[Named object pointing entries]
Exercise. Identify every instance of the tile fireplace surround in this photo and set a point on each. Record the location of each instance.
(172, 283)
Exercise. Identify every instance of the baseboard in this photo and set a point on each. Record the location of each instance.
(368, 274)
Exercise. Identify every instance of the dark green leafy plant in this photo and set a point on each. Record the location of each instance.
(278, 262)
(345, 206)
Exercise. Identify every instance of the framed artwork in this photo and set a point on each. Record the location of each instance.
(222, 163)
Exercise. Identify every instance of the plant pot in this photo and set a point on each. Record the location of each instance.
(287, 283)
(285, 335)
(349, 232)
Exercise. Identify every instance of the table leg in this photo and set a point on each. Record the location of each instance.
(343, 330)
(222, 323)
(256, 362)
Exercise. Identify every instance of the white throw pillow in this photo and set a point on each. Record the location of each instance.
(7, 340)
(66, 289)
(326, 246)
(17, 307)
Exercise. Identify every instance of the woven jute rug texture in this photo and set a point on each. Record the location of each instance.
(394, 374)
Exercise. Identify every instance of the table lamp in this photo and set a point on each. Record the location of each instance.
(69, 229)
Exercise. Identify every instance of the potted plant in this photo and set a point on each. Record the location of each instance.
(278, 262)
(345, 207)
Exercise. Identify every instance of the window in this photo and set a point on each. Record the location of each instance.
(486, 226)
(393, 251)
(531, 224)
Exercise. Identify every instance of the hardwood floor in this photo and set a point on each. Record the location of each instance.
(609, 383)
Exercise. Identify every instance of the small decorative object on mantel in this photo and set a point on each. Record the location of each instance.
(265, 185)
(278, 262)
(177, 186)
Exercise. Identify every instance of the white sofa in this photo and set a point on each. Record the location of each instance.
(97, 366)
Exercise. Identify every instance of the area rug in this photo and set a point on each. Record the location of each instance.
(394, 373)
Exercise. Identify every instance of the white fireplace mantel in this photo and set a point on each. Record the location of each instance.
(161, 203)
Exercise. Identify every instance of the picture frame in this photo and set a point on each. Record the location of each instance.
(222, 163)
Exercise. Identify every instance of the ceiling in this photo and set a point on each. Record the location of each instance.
--
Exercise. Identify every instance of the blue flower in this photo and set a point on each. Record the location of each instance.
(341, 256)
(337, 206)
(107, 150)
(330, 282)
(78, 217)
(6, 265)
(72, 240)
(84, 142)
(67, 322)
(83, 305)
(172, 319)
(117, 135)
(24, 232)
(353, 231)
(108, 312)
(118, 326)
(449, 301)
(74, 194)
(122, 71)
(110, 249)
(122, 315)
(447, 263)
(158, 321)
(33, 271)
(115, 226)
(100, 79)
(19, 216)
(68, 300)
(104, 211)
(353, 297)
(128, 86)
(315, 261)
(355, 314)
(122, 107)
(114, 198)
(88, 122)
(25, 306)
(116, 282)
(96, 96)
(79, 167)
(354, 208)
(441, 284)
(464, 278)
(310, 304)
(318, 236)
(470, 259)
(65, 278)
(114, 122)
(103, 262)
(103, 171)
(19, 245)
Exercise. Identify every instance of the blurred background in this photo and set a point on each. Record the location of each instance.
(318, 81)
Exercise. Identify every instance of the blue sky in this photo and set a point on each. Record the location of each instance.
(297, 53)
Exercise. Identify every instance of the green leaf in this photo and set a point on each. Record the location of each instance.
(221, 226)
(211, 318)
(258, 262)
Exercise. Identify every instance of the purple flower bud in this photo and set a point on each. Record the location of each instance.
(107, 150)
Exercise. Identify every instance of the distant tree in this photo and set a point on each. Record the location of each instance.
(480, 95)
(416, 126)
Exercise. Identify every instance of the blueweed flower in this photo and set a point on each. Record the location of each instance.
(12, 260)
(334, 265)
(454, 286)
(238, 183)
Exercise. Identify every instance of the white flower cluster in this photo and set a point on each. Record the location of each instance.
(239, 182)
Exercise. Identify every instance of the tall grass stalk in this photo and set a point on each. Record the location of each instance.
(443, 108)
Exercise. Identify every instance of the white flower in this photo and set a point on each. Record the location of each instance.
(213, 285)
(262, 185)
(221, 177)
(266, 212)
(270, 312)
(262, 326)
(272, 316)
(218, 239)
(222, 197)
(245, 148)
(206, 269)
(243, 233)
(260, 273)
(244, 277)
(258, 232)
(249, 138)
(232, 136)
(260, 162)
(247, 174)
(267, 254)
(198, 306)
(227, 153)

What the exercise asks: Copy out the data above word for word, from the line with "Exercise. Identify every instance of the window" up to and including the line with "Exercise. Identify every instance of the ceiling".

Finished task:
Exercise. Identify every instance of the window in this photo and set a point on each. Record the location of each instance.
(486, 226)
(393, 251)
(531, 224)
Exercise. Identify every instance of the hardwood floor in this photo and set a point on each. Record the location of each instance.
(609, 383)
Exercise. Identify every instance of the small decorative object on mantel in this photo and set a point on each. Record the location of each instance.
(265, 185)
(278, 262)
(177, 186)
Exercise. Identify every instance of the white sofa in this photo and set a point on each. Record the location of each instance.
(97, 366)
Exercise. Identify every instance of the area rug in this photo and set a point on each. Record the location of each instance.
(394, 373)
Exercise. Identify every instance of the white fireplace mantel in this photo and set a point on each. Record the location of each instance.
(161, 203)
Exercise. Identify every instance of the picture frame in this photo and set a point on each. Record the location of each instance.
(222, 163)
Exercise. Identify every instance of the ceiling in this photo and set a point on each. Record the location of each instance.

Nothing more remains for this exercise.